Fragment tekstu:

Wejście na niemiecki rynek lotniczy odbije nam się czkawką. Lufthansa chce storpedować mocarstwowe plany LOT-u
Nie milkną echa ostatniej transakcji PGL, która zdecydowała się na wykup niemieckich linii czarterowych Condor Airlines. Polacy mieli srogo przepłacić, a w zamian dostać powietrzny szmelc, do którego trzeba będzie sporo dołożyć. Dodatkowym kłopotem mogą być działania Lufthansy, która chce tę transakcję zablokować.
Przejęcie linii czarterowych, które 35 swoimi samolotami rocznie przewożą ok. 7 mln pasażerów (na 80 trasach), to zdecydowanie największa transakcja w historii polskiego lotnictwa. Zdaniem prezesa Polskich Linii Lotniczych LOT Rafała Milczarskiego wykupienie Condor Airlines było uzasadnione finansowo. Pod tym względem sytuacja spółki ma się bowiem tylko polepszać, zwłaszcza biorąc pod uwagę rekompensaty otrzymane od Boeinga i Rolls-Royce’a (rzecz w uziemieniach maszyny Boeing 737 MAX).
To bardzo odważny, ale zarazem rozważny ruch Polskich Linii Lotniczych LOT
- stwierdził premier Mateusz Morawiecki
Tymczasem zdania ekspertów są podzielone. Serwis rynek-lotniczy.pl zauważa, że Gerald Wissel, szef domu doradczego Beratungshauses Airborne Consulting, bardzo nisko ocenia szansę na to, żeby ta transakcja - warta ok. 2,6 mld zł - zwróciła się polskiemu przewoźnikowi. No chyba, że centrum dowodzenia Condor Airlines przeniesie nad Wisłę - gdzie są znacznie mniejsze koszty pracy.
Zakup Condor Airlines może być zaskarżony
Jednym z głównych argumentów przedstawicieli PGL, którzy opowiadali się za przejęciem przez LOT Cordon Airlines, była możliwość do szybkiego poszerzenia floty przez polskiego przewoźnika. Połączone siły z niemieckimi liniami czarterowymi powinny oznaczać nawet 20 mln łącznie przewożonych w jednym roku pasażerów. Nic dziwnego, że taka transakcja mocno nie w smak była niemieckiej Lufthansie, która z jednej strony najchętniej sama by kontrolowała Condor Airlines, a z drugiej nie chce się bezczynnie przypatrywać jak rośnie w siłę rywal zza miedzy, co gorsza: kosztem rodzimego podwórka.

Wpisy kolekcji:
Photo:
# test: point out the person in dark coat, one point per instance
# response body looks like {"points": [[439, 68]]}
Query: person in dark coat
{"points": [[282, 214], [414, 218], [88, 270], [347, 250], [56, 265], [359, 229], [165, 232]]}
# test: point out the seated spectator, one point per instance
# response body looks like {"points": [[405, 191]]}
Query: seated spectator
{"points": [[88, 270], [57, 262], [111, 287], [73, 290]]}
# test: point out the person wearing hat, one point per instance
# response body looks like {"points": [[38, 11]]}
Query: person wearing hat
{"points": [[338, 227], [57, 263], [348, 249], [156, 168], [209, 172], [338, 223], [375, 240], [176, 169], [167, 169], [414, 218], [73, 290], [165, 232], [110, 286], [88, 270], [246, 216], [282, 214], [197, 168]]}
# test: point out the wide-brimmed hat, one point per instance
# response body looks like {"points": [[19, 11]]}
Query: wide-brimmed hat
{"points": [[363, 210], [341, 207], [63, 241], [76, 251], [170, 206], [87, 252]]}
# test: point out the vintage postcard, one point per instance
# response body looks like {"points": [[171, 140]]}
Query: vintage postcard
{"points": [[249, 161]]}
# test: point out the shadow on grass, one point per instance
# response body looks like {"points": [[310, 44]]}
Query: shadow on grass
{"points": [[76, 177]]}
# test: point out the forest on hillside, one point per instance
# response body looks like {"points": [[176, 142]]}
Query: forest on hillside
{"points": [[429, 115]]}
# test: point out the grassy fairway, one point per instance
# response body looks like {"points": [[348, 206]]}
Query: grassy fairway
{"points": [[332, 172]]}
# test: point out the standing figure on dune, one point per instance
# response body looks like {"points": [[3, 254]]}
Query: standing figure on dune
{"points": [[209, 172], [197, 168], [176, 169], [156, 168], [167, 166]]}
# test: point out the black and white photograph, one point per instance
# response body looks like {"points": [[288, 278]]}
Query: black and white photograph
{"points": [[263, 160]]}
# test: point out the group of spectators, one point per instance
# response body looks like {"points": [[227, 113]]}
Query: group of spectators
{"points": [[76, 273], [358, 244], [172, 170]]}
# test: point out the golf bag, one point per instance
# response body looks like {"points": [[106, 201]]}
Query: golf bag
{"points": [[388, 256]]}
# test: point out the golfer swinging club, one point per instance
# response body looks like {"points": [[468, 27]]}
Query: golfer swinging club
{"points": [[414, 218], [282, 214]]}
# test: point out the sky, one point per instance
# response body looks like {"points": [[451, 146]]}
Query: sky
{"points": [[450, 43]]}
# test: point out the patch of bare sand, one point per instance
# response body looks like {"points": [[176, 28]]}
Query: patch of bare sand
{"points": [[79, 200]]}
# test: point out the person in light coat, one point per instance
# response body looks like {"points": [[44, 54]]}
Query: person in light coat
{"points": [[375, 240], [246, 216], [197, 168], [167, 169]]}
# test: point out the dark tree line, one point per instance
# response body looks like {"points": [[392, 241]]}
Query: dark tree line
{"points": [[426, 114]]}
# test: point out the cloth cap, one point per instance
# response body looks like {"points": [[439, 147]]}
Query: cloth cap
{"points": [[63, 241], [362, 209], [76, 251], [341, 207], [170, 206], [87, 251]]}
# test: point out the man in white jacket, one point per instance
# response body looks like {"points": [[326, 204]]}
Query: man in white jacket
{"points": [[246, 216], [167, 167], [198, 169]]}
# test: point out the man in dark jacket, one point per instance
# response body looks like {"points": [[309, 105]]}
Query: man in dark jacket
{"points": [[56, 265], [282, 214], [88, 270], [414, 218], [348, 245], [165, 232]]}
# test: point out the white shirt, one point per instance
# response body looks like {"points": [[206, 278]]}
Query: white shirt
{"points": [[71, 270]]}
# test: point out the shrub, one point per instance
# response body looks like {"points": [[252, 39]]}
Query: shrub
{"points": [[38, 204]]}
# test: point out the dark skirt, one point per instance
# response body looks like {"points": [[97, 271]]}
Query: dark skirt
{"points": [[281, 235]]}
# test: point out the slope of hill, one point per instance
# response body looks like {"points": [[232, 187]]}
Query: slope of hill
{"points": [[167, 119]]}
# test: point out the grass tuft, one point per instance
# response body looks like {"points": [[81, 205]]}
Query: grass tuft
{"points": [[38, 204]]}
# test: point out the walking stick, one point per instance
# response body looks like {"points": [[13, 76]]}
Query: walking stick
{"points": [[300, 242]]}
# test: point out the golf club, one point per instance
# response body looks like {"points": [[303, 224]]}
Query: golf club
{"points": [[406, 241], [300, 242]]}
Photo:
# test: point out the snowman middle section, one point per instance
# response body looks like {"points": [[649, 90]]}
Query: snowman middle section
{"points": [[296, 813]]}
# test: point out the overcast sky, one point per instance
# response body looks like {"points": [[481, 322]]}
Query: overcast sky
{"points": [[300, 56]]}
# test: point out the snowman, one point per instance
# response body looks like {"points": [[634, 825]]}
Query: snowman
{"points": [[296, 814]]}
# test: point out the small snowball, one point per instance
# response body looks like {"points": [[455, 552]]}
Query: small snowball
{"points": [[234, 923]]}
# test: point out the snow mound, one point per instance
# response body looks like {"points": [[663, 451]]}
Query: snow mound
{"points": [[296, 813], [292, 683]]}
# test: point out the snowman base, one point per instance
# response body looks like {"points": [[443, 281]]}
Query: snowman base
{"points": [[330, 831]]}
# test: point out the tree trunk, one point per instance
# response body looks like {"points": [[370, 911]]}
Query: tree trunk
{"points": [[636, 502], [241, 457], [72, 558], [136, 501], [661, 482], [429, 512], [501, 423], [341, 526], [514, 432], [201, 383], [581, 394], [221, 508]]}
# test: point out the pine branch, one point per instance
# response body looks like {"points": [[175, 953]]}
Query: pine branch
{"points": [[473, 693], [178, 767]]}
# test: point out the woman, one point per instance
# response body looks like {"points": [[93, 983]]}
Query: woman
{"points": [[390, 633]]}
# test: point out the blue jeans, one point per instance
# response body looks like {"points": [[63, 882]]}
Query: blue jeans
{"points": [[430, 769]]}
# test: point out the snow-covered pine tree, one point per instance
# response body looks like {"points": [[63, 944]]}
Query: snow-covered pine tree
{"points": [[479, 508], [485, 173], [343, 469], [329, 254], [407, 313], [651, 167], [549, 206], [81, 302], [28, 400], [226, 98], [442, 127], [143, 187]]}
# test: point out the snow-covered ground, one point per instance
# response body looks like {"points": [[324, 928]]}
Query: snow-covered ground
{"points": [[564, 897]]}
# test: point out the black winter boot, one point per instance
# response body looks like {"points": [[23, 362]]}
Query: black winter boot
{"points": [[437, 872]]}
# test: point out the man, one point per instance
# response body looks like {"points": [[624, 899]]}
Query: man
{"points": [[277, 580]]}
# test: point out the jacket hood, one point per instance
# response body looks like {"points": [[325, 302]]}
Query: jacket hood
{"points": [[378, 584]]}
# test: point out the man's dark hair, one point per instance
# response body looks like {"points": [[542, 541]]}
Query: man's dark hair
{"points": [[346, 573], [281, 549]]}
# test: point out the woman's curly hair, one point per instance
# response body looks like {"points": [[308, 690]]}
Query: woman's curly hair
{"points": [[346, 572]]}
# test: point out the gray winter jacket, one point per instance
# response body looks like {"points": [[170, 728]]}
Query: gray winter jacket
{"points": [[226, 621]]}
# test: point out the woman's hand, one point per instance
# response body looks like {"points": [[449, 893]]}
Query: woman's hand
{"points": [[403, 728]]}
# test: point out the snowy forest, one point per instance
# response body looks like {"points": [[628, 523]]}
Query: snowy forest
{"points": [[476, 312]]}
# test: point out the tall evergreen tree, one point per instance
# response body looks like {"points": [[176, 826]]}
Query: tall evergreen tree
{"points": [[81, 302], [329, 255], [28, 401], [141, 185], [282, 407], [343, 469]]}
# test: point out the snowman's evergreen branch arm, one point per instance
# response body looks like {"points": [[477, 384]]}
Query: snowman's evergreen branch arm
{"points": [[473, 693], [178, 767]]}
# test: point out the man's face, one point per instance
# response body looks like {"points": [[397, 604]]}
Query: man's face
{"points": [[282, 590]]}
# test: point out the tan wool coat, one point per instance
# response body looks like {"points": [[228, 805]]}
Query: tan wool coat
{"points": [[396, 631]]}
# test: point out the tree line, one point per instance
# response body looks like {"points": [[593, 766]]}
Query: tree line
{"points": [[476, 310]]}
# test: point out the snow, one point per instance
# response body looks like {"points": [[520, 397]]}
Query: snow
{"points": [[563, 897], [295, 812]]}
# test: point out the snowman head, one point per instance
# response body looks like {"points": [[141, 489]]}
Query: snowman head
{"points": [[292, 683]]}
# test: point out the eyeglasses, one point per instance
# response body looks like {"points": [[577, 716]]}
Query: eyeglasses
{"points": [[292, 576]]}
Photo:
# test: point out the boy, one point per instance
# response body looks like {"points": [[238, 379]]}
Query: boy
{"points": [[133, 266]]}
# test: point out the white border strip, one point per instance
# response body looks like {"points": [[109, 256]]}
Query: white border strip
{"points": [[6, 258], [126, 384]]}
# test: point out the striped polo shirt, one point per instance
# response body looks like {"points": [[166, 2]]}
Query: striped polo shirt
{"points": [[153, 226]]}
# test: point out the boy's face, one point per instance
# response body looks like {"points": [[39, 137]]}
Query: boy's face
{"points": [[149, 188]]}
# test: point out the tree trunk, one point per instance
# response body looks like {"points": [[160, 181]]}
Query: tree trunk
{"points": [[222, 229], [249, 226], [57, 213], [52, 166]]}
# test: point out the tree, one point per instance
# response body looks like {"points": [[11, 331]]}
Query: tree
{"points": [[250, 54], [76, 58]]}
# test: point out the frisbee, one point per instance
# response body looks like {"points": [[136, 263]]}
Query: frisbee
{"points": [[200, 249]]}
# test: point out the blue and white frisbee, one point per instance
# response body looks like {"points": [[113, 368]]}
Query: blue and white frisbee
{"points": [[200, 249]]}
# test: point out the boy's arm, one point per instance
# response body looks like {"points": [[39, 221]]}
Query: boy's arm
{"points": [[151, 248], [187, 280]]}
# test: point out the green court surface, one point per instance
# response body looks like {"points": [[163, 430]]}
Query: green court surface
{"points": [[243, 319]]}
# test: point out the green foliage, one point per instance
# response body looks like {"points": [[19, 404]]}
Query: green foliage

Zadania:
a: Wypisz z tekstu o zakupie Condor Airlines dokładnie fragment od słów "Zakup Condor Airlines" aż do słów "kosztem rodzimego podwórka." włącznie.
b: Wyodrębnij z rekordów każdy wiersz zawierający ciąg "tuft", z uwzględnieniem wielkości liter.

Odpowiedzi do zadań:
a:
Zakup Condor Airlines może być zaskarżony
Jednym z głównych argumentów przedstawicieli PGL, którzy opowiadali się za przejęciem przez LOT Cordon Airlines, była możliwość do szybkiego poszerzenia floty przez polskiego przewoźnika. Połączone siły z niemieckimi liniami czarterowymi powinny oznaczać nawet 20 mln łącznie przewożonych w jednym roku pasażerów. Nic dziwnego, że taka transakcja mocno nie w smak była niemieckiej Lufthansie, która z jednej strony najchętniej sama by kontrolowała Condor Airlines, a z drugiej nie chce się bezczynnie przypatrywać jak rośnie w siłę rywal zza miedzy, co gorsza: kosztem rodzimego podwórka.

b:
# test: point out the grass tuft, one point per instance
Query: grass tuft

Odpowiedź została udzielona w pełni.